Saved entries:
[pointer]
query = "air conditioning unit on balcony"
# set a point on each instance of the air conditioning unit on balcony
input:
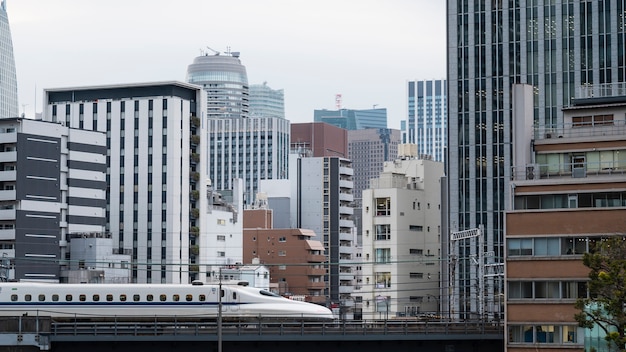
(532, 172)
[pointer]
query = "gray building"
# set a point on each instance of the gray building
(154, 169)
(52, 184)
(351, 119)
(427, 118)
(8, 78)
(554, 46)
(266, 102)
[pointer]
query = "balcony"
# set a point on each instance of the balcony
(315, 271)
(319, 285)
(7, 195)
(316, 258)
(7, 235)
(6, 157)
(8, 175)
(7, 214)
(578, 169)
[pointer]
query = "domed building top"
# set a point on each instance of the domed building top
(225, 80)
(8, 77)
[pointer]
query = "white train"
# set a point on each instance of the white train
(152, 301)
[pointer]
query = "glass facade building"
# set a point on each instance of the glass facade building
(8, 79)
(426, 118)
(353, 119)
(556, 46)
(225, 80)
(266, 102)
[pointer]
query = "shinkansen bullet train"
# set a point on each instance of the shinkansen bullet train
(153, 301)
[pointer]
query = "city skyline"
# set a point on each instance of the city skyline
(313, 51)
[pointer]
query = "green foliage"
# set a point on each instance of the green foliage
(606, 304)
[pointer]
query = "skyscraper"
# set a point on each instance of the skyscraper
(8, 79)
(240, 146)
(225, 80)
(351, 119)
(556, 46)
(266, 102)
(427, 117)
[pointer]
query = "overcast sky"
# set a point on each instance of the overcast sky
(365, 50)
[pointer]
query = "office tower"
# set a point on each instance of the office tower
(266, 102)
(401, 249)
(319, 139)
(8, 80)
(427, 117)
(554, 46)
(239, 146)
(368, 149)
(225, 81)
(53, 185)
(351, 119)
(567, 195)
(156, 194)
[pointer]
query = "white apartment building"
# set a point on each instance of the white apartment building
(155, 167)
(401, 240)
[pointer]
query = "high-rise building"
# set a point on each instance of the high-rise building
(401, 249)
(8, 78)
(154, 162)
(240, 146)
(351, 119)
(427, 117)
(225, 80)
(266, 102)
(567, 195)
(52, 186)
(556, 47)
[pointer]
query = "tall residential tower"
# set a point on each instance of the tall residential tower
(8, 78)
(556, 47)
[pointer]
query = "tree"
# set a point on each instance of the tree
(605, 306)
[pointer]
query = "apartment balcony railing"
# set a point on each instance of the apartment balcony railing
(568, 170)
(615, 128)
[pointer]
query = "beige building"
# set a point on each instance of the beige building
(568, 191)
(294, 259)
(401, 240)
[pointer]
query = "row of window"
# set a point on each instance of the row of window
(111, 297)
(554, 334)
(547, 289)
(551, 246)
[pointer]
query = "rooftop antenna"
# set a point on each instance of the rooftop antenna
(214, 51)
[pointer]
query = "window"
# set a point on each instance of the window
(383, 206)
(383, 280)
(383, 232)
(383, 255)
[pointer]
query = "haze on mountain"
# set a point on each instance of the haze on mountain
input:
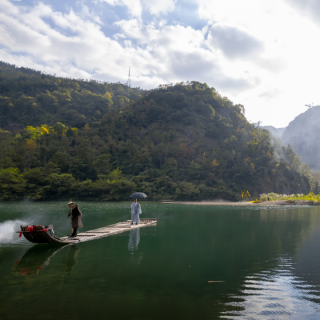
(303, 133)
(258, 53)
(63, 137)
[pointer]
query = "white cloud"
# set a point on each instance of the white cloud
(233, 41)
(261, 53)
(135, 7)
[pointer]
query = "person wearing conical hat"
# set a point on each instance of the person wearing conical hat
(76, 215)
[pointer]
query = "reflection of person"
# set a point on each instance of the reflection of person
(76, 215)
(135, 211)
(134, 239)
(72, 258)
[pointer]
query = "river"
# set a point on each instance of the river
(267, 262)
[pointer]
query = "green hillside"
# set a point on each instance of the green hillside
(179, 142)
(29, 97)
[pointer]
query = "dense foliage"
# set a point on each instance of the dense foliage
(29, 97)
(175, 142)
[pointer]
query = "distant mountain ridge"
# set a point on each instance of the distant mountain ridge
(276, 132)
(62, 138)
(303, 133)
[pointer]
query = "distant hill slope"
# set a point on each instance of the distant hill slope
(276, 132)
(303, 133)
(103, 141)
(29, 97)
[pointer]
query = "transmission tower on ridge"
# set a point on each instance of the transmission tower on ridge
(129, 80)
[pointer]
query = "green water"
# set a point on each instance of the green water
(268, 259)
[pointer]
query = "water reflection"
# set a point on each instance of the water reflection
(39, 256)
(134, 239)
(35, 259)
(71, 260)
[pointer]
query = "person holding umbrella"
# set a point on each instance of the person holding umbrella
(76, 215)
(135, 207)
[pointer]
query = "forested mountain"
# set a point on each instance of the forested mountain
(175, 142)
(31, 98)
(303, 134)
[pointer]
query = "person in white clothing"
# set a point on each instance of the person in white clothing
(135, 211)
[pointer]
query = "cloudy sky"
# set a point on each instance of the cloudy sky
(263, 54)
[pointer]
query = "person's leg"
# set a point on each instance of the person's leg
(74, 234)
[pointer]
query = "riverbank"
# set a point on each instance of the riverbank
(246, 204)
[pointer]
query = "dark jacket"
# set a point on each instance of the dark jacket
(75, 216)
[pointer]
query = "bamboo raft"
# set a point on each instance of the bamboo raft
(40, 236)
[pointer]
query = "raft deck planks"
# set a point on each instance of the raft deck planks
(45, 237)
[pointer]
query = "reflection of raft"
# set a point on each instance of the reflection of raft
(39, 235)
(35, 259)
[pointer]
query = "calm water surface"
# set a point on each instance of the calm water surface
(268, 259)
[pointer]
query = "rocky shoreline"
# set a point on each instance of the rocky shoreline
(245, 204)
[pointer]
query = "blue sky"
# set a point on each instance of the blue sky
(260, 53)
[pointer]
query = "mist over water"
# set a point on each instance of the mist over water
(8, 231)
(267, 259)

(AIM OF THE EXERCISE) The answer must be a single number: the count of lines in the records above that contain the word "haze".

(RESPONSE BOX) 2